Document text
-------
TORONTO, March 18 (Reuters) - The Canadian dollar jumped more than 1 U.S. cent on Wednesday, while bonds surged, after the U.S. Federal Reserve said that it would buy longer-term Treasuries.
At 2:40 p.m. (1840 GMT), the Canadian dollar was sharply higher at C$1.2560 to the U.S. dollar, or 79.62 U.S. cents, from C$1.2688 to the U.S. dollar, or 78.81 U.S. cents, at Tuesday’s close. At one point, the currency rallied as high as C$1.2500 to the U.S. dollar, or 80 U.S. cents.
Doug Porter, deputy chief economist at BMO Capital Markets, said the market has “seen no shades of grey” following the Fed’s decision to buy up to $300 billion worth of longer-term U.S. government debt and expand purchases of mortgage-related debt to help ease credit market conditions. [ID:nN18343369]
The U.S. central bank also said it had decided to hold its target for overnight interest rates in a zero to 0.25 percent range.
-------
Given information
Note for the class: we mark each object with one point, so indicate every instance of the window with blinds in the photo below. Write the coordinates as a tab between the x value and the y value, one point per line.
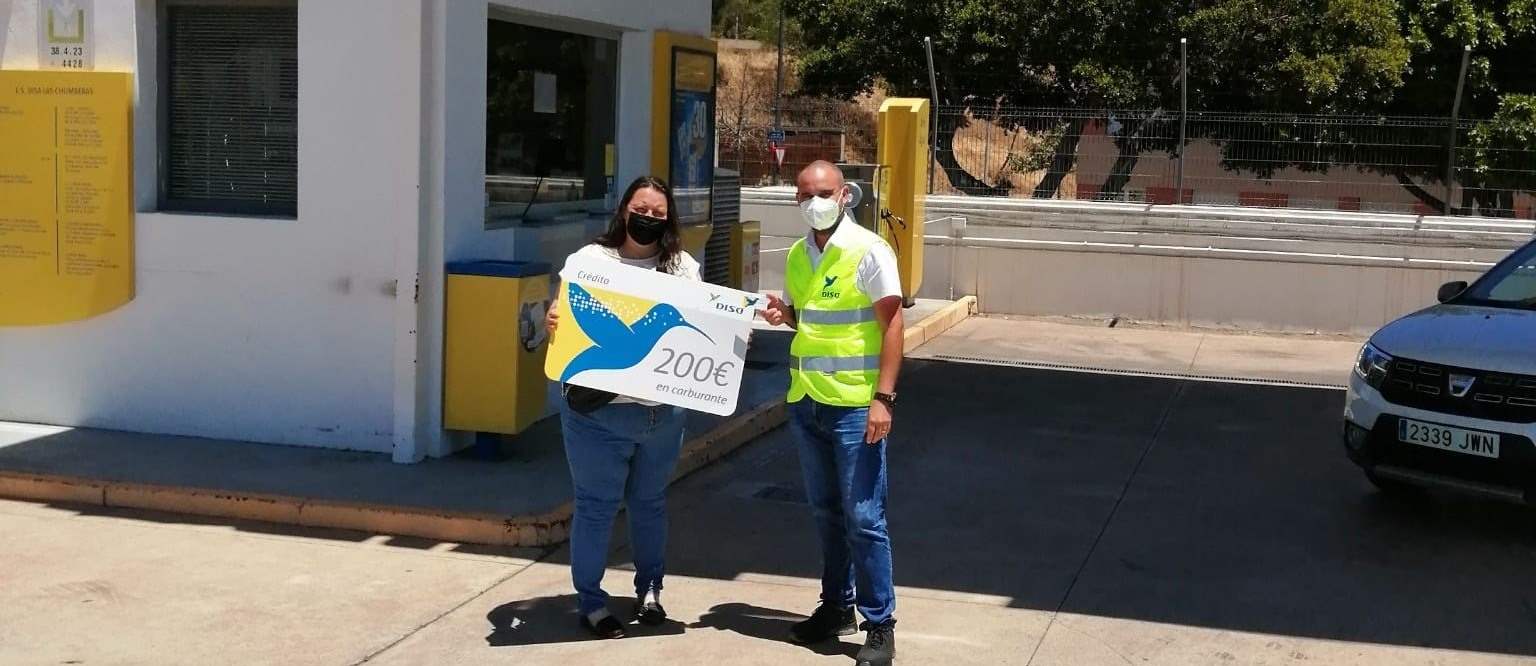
-------
Job
In the Canadian dollar report, swap "sharply" for "markedly" and write out everything from "At 2:40 p.m." down to "80 U.S. cents." with that change.

Response to this exercise
At 2:40 p.m. (1840 GMT), the Canadian dollar was markedly higher at C$1.2560 to the U.S. dollar, or 79.62 U.S. cents, from C$1.2688 to the U.S. dollar, or 78.81 U.S. cents, at Tuesday’s close. At one point, the currency rallied as high as C$1.2500 to the U.S. dollar, or 80 U.S. cents.